• [Instruction A]: According to the outage write-up, how many bounced emails were found after checking the logs?
• [Instruction B]: Reproduce the part of the outage write-up that runs from "On top of that, it" up to and including "which is annoying.".

Reading text start

Well that was damn annoying. I had assumed that during the outage there were no bounced emails, there was no reason for them to bounce. Unfortunately it seems there was a screw up in in the backup MX server (emx1), that did cause some emails to bounce.
On emx1 (the backup mx server) the DNS configuration was wrong. /etc/resolve.conf had been set with the internal DNS server as the primary one, but with an external DNS server as the secondary. That's clearly bogus when the resolver is used to resolve internal domain names.
On top of that, it turns out in postfix that if a DNS lookup for an *lmtp* delivery host fails, then it's treated as a permanent error and the email is bounced. From what I can see, there's actually no configuration setting to change this in postfix, which is annoying.
Anyway, we've now completely revamped the internal DNS setup. There's now dual slave servers at the main NYI site. This is something we used to have, and we had planned to have again, but hadn't actually finished with the switch over to slaving our DNS from Opera's servers internally. We've setup resolv.conf configs to fail back if one internal DNS is down. emx1 also has it's own slave server, will a fallback to the NYI one via the VPN if for some reason it's local one is down. The external DNS servers have been removed from the resolv.conf so it'll never query those directly.
We really should remember Murphys Law. Things will fail at the worst possible time and in the worst possible way. It's about the only kernel crash we've had in the last 6 months, and of course it would happen on the primary DB server, at the time we had the not-yet-redundant DNS server on there as well... *sigh*
Normally I'd go and work out who was affected by the bounce. Unfortunately the logs kept on emx1 are much smaller than at the main site, so we've actually already rotated the ones from when the event occurred, so we can't actually work out exactly which emails bounced
. Grrr. The good news is that emx1 will only be around another 2-3 months, and the replacement will be much more interesting and useful.
Ooooo, actually, I can tell how many emails bounced, because to send out the bounce emails, emx1 would have forwarded them back into our outgoing server at NYI (and it does so via a static IP default transport, so unaffected by the DNS error). So I can see in the main outgoing server log emails where from=MAILER-DAEMON@messagingengine.com, and source=emx1.messagingengine.com. That will tell me how many emails bounced, and where they were bounced to, but it unfortunately won't tell me who the emails were originally sent to, that's been lost because it's not in any of the SMTP information that's logged. I can fix that for the future as well, by logging the Original-Recipient header in the logs. That won't help for the past, but will help if we need to track down who bounce emails were for in the future if for some reason we only have the bounce email log information.
Back to the data, after checking the logs, 354 bounced emails. Damn. Any bounced emails are bad, bad, bad.
All up summary:
1. We were in the process of making internal DNS server changes. We'd started but not finished it fully. We got caught with a kernel crash on a machine that had the new DNS service but it hadn't been replicated yet. Our fault, we shouldn't have left things half done.
2. The DNS failure caused a mis-configuration on emx1 that had never been noticed before to be triggered. That caused some email to bounce. That configuration has been updated so it doesn't happen again.

Reading text end
Given records start

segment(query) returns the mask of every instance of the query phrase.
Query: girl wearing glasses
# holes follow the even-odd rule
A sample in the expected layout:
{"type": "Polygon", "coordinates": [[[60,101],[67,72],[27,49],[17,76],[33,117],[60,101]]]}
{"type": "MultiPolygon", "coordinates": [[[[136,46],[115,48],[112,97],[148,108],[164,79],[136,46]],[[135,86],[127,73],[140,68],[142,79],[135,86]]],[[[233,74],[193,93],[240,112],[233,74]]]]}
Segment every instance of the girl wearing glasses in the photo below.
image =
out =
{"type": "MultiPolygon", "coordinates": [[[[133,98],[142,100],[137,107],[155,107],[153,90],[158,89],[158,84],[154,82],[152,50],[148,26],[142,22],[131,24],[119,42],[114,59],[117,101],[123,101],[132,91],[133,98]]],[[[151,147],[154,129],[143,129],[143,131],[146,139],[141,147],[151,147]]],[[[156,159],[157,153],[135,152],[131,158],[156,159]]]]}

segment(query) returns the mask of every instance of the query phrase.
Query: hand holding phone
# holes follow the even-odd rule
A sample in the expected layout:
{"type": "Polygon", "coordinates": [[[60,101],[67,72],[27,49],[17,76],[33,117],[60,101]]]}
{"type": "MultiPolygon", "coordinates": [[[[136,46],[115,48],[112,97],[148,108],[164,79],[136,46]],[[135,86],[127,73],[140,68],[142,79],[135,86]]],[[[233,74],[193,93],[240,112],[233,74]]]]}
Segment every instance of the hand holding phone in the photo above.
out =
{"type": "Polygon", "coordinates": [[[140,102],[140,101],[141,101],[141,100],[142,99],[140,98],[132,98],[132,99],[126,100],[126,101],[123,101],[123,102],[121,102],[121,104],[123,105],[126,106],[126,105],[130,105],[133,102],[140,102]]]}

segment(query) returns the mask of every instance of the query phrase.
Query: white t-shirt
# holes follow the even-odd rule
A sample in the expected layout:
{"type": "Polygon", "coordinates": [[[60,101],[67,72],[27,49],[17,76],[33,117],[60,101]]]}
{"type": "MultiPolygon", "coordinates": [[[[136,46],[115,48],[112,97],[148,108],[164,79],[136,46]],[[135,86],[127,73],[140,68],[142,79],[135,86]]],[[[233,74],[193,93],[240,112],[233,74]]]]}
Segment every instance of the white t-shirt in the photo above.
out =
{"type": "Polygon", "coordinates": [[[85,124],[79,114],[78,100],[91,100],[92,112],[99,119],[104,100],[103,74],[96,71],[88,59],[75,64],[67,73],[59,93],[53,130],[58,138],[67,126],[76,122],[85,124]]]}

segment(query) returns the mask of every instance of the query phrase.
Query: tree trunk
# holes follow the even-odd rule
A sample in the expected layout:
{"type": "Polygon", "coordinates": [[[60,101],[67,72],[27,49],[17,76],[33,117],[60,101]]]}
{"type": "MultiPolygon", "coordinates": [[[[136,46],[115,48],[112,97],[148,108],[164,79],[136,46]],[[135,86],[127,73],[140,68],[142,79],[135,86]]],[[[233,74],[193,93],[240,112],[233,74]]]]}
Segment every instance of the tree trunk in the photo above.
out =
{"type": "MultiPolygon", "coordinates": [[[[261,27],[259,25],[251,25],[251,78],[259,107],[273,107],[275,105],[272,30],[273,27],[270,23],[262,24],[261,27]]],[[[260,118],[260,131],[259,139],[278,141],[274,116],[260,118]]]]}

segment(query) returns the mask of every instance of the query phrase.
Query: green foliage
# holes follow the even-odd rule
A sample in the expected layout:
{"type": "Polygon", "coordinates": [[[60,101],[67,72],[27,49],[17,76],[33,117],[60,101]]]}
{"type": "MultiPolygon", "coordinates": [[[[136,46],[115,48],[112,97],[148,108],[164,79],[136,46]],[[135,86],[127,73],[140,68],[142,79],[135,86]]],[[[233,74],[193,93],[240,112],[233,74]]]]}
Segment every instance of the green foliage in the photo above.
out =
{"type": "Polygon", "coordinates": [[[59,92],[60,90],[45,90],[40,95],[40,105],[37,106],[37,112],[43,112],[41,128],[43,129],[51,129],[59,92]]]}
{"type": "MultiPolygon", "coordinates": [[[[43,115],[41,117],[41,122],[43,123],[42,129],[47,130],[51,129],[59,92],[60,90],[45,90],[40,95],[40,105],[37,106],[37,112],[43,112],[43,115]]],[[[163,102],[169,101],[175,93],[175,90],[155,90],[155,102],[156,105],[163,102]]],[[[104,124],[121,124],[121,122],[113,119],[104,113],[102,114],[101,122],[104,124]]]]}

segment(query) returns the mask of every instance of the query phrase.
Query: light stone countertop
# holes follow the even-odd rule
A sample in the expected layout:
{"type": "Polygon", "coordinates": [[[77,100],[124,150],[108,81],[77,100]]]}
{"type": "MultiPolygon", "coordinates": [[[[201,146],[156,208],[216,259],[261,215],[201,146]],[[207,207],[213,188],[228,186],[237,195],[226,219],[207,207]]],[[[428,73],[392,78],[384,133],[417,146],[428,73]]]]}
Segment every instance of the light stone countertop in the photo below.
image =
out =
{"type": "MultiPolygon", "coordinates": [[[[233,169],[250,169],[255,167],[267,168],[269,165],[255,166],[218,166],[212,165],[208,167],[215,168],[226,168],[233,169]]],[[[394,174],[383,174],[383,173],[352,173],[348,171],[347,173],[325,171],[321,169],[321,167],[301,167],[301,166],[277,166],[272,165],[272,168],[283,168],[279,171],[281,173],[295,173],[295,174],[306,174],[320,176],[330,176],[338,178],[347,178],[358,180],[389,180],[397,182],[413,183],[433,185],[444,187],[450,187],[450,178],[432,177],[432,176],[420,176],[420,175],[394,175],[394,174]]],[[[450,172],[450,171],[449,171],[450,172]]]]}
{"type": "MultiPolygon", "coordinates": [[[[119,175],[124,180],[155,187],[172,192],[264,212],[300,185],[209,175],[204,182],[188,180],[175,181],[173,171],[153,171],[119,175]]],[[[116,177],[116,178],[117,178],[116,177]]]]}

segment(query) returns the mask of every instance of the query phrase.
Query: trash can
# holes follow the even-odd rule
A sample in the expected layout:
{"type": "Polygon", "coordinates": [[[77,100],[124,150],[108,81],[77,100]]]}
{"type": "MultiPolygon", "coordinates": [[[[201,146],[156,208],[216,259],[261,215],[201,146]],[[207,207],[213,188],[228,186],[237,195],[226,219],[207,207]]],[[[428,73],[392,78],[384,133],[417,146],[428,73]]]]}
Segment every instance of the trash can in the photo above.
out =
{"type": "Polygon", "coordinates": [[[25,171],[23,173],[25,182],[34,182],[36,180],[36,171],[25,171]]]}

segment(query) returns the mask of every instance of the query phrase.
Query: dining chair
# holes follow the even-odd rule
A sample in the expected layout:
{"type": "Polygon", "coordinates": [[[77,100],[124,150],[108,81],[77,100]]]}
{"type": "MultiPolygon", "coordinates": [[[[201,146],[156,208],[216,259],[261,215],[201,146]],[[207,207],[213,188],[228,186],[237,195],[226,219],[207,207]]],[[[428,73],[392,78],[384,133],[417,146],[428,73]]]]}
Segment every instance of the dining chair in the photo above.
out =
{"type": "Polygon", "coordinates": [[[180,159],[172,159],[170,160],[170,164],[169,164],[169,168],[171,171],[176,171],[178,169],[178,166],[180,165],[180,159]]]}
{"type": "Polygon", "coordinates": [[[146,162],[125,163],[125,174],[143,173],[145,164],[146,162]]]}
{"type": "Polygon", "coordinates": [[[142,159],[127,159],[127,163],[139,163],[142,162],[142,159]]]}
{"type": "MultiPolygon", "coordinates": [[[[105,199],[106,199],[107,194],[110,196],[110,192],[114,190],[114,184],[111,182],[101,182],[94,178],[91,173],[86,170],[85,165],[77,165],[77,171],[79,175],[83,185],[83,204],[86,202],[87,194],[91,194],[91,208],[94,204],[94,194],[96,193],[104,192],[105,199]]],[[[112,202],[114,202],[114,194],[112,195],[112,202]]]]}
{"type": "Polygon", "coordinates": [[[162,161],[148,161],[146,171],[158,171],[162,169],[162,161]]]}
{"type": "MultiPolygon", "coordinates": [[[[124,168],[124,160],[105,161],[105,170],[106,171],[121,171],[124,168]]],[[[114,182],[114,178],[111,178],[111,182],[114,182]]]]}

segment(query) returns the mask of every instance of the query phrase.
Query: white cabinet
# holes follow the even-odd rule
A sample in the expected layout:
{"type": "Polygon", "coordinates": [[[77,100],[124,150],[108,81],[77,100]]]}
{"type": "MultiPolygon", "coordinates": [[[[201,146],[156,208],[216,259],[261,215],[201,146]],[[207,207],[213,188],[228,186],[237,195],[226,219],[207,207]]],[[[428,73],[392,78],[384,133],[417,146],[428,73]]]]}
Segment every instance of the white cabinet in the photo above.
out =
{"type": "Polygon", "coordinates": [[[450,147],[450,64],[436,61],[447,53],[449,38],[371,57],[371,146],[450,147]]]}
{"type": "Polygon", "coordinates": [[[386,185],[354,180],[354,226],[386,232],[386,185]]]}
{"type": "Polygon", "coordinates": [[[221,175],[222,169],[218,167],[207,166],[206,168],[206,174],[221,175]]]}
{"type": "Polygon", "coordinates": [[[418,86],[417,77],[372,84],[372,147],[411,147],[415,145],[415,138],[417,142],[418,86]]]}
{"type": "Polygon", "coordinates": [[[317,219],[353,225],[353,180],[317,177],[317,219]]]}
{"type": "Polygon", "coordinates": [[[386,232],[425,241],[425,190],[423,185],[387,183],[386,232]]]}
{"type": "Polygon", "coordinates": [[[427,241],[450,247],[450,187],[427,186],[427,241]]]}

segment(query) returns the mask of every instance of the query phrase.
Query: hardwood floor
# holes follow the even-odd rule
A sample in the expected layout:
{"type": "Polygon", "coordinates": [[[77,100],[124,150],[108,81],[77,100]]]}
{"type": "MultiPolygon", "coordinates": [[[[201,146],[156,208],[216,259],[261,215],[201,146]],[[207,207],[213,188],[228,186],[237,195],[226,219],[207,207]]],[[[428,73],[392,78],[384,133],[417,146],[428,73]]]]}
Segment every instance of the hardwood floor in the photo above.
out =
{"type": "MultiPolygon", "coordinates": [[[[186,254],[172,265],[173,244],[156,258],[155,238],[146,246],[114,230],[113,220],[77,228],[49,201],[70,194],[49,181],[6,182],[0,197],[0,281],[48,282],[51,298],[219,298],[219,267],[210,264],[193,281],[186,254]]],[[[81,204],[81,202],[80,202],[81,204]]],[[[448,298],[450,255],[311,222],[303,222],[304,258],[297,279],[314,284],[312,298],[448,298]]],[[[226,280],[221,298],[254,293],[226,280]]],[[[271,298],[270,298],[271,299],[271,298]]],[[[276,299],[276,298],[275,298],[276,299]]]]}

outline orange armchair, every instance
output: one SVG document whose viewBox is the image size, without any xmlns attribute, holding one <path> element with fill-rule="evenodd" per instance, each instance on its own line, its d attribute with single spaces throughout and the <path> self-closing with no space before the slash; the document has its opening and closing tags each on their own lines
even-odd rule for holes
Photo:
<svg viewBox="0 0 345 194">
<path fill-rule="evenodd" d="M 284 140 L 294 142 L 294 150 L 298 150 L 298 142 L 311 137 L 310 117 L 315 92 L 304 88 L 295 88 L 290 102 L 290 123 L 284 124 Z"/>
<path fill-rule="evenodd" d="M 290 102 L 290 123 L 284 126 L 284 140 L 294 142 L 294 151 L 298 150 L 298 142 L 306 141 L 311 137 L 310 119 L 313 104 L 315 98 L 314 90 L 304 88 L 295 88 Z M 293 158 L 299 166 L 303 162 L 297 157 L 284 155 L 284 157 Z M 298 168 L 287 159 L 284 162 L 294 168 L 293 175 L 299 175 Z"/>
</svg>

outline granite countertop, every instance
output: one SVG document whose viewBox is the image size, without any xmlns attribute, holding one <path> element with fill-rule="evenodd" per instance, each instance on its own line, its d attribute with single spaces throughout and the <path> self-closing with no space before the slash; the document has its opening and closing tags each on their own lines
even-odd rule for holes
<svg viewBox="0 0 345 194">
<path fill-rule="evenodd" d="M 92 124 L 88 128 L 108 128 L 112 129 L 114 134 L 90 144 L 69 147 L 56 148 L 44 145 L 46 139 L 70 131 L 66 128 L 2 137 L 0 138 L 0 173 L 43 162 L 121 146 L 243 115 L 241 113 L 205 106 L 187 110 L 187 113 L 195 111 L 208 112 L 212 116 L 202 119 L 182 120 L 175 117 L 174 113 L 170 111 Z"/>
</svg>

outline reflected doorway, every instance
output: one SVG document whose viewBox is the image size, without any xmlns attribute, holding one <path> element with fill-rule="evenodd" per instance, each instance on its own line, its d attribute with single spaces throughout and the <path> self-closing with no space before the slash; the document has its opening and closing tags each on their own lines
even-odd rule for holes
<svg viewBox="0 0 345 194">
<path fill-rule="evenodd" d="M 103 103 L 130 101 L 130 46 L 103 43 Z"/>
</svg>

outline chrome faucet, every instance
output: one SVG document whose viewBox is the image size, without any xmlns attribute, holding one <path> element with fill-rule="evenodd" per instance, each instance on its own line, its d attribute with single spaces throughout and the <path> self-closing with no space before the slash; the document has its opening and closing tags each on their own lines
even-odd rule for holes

Given records end

• [Expected output A]: 354

• [Expected output B]:
On top of that, it turns out in postfix that if a DNS lookup for an *lmtp* delivery host fails, then it's treated as a permanent error and the email is bounced. From what I can see, there's actually no configuration setting to change this in postfix, which is annoying.